— Dataset records —
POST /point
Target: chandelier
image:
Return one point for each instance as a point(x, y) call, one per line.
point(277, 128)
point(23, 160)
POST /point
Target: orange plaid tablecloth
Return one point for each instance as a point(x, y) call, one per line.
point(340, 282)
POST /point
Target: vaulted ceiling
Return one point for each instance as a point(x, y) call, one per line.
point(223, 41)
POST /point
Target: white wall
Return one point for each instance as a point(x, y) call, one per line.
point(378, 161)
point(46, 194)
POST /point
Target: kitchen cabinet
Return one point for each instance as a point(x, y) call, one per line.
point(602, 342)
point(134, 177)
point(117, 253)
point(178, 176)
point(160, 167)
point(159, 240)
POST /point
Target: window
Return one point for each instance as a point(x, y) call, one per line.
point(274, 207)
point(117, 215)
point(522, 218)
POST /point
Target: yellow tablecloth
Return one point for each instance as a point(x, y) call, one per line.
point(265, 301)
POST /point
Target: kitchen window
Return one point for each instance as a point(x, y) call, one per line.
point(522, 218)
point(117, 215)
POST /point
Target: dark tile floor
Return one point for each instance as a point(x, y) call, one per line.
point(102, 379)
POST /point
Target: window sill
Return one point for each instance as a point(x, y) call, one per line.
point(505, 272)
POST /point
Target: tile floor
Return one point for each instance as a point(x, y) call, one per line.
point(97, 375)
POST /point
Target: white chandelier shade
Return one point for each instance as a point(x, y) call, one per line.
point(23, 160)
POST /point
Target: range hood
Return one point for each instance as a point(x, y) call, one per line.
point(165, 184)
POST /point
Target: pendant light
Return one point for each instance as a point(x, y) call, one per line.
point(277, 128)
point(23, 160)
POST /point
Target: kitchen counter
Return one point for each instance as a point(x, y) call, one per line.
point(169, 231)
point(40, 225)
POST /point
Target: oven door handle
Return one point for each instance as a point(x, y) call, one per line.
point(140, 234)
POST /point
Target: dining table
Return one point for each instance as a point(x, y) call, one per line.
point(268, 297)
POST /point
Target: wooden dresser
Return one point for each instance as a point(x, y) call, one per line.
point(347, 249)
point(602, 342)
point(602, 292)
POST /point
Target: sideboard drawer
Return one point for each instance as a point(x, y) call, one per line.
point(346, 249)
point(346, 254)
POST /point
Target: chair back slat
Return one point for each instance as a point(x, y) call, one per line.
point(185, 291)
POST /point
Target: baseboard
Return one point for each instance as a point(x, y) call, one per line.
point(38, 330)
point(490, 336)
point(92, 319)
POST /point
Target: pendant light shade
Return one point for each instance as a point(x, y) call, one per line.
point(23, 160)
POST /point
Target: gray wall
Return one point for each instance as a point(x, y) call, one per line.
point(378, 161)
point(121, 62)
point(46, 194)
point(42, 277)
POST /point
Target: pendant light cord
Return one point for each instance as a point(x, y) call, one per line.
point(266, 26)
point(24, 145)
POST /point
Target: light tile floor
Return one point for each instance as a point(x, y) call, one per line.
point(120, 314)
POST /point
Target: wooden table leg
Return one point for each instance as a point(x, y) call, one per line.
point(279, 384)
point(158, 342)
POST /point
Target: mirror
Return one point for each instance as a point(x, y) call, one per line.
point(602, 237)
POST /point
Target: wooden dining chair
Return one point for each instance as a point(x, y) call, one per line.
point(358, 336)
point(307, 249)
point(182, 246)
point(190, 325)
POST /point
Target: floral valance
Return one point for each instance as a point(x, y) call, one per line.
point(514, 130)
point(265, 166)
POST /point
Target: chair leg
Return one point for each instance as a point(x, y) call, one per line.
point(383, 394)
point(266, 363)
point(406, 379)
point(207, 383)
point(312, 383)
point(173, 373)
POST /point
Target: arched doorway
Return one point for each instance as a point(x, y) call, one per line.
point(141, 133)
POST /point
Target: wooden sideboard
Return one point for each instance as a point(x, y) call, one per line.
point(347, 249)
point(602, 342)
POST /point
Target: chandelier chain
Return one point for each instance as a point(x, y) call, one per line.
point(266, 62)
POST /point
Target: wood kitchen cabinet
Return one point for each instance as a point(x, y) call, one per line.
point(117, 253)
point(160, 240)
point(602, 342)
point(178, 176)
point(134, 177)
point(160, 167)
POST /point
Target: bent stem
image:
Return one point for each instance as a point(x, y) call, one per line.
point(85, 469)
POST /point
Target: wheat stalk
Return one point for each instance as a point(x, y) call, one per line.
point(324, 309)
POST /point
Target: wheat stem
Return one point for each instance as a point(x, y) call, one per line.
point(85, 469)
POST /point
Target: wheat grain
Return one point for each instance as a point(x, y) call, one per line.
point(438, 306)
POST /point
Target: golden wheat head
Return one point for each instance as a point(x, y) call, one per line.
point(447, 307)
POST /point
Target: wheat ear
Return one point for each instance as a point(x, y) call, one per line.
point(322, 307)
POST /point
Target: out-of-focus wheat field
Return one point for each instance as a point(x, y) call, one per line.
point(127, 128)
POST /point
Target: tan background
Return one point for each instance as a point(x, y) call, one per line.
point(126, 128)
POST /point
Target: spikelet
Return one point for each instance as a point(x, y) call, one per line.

— Task to carry out —
Reproduce every line of the items above without any change.

— Result for this exercise —
POST /point
Target: chandelier
image:
Return one point for each instance as a point(x, y) call, one per line.
point(277, 128)
point(23, 160)
POST /point
Target: orange plaid tablecloth
Return one point for each instance as a point(x, y) call, one per line.
point(340, 282)
POST /point
Target: vaulted ceiling
Return one point for each instance as a point(x, y) call, one per line.
point(223, 41)
POST /point
Target: white wall
Return one point for each instance as a point(x, y) call, one per line.
point(378, 161)
point(46, 194)
POST /point
Target: kitchen cabinet
Return one point for each instance as a point(x, y) call, one per line.
point(602, 342)
point(134, 177)
point(117, 253)
point(178, 176)
point(160, 167)
point(159, 240)
POST /point
Target: window
Return one point for each instance as a point(x, y) call, one per line.
point(274, 207)
point(117, 215)
point(522, 218)
POST /point
Target: yellow tablecloth
Return one point for each instance as a point(x, y) call, one per line.
point(265, 301)
POST /point
Target: kitchen window
Return one point for each instance as a point(x, y) call, one per line.
point(522, 218)
point(117, 215)
POST /point
Target: dark tile floor
Return one point for each instance as a point(x, y) call, one per line.
point(102, 379)
POST /point
Target: window sill
Return one point for each instance as a point(x, y) call, one per line.
point(505, 272)
POST /point
Target: tile floor
Return one point for each instance as a point(x, y) call, one per line.
point(97, 375)
POST /point
Target: white chandelier shade
Return one point for each instance as a point(x, y) call, one per line.
point(23, 160)
POST /point
Target: range hood
Return one point for each instance as a point(x, y) call, one per line.
point(165, 184)
POST /point
Target: pendant light
Return one point for each instance as a point(x, y) call, one per line.
point(277, 128)
point(23, 160)
POST /point
Target: kitchen counter
Return one point for each instance as a point(x, y) call, one per line.
point(169, 231)
point(40, 225)
POST /point
Target: oven door handle
Return one point for each instance as a point(x, y) call, one per line.
point(140, 234)
POST /point
Target: dining table
Return one point for each instance as a point(x, y) call, one per line.
point(268, 297)
POST /point
Target: wooden dresser
Return one point for each instance as a point(x, y) call, one per line.
point(347, 249)
point(602, 342)
point(602, 292)
POST /point
Target: sideboard drawer
Return one point for each instance as a point(x, y) call, one per line.
point(346, 249)
point(346, 254)
POST /point
Target: chair back slat
Return one point for each instance as a point(x, y) call, one per line.
point(185, 291)
POST /point
Target: baseboard
Return one point for each instance as a point(x, y) call, one per line.
point(38, 330)
point(490, 336)
point(92, 319)
POST /point
Target: pendant light shade
Return one point for each instance as a point(x, y) call, one per line.
point(23, 160)
POST /point
Target: gray wall
Return one point for each instance as a point(x, y) call, one per line.
point(378, 161)
point(121, 62)
point(46, 194)
point(42, 277)
POST /point
Target: pendant light cord
Return one point for each instance as a point(x, y) call, one per line.
point(266, 26)
point(24, 145)
POST /point
Target: light tile floor
Return one point for each instance as a point(x, y) call, one per line.
point(120, 314)
POST /point
Target: wooden table leg
Return one point for each instance as a point(x, y) call, one per line.
point(279, 384)
point(158, 342)
POST /point
Target: mirror
Return one point for each instance as a point(x, y) call, one per line.
point(602, 237)
POST /point
Target: wooden dining chair
Return one point for each instance as a point(x, y) call, one per line.
point(358, 336)
point(307, 249)
point(182, 246)
point(190, 325)
POST /point
Target: floral valance
Return one point for each instance as a point(x, y) call, one per line.
point(514, 130)
point(265, 166)
POST /point
Target: chair leg
Return one point for each instance as a point(x, y) call, one per line.
point(383, 394)
point(266, 363)
point(406, 379)
point(207, 383)
point(312, 383)
point(173, 373)
POST /point
Target: arched doorway
Return one point for each instance as a point(x, y) call, one per line.
point(141, 133)
POST /point
Target: wooden sideboard
Return one point for each instance as a point(x, y) call, one per line.
point(347, 249)
point(602, 342)
POST /point
Target: chandelier chain
Return one point for each instance as a point(x, y) call, one per line.
point(266, 62)
POST /point
Target: wood kitchen cabinet
Return one point for each instance as a point(x, y) call, one per line.
point(117, 253)
point(160, 240)
point(602, 342)
point(178, 176)
point(134, 177)
point(160, 167)
POST /point
Target: bent stem
image:
Return one point for each instance as a point(x, y) call, one per line.
point(85, 469)
POST /point
Target: wheat stalk
Return one point for each instance as a point(x, y) call, one per line.
point(324, 309)
POST /point
Target: wheat stem
Return one point for each instance as a point(x, y) call, one per line.
point(85, 469)
POST /point
Target: wheat grain
Return one point for each instance as a point(x, y) call, one per line.
point(438, 306)
POST /point
Target: golden wheat head
Return one point for each instance as a point(x, y) call, one per line.
point(447, 307)
POST /point
Target: wheat ear
Return one point for each instance as a point(x, y) call, one per line.
point(322, 307)
POST /point
Target: out-of-focus wheat field
Return one point for each instance as a point(x, y) call, one per line.
point(127, 128)
POST /point
Target: tan background
Return one point for each instance as a point(x, y) call, one per line.
point(126, 128)
POST /point
Target: spikelet
Return one point for each instance as a point(x, y) call, one per line.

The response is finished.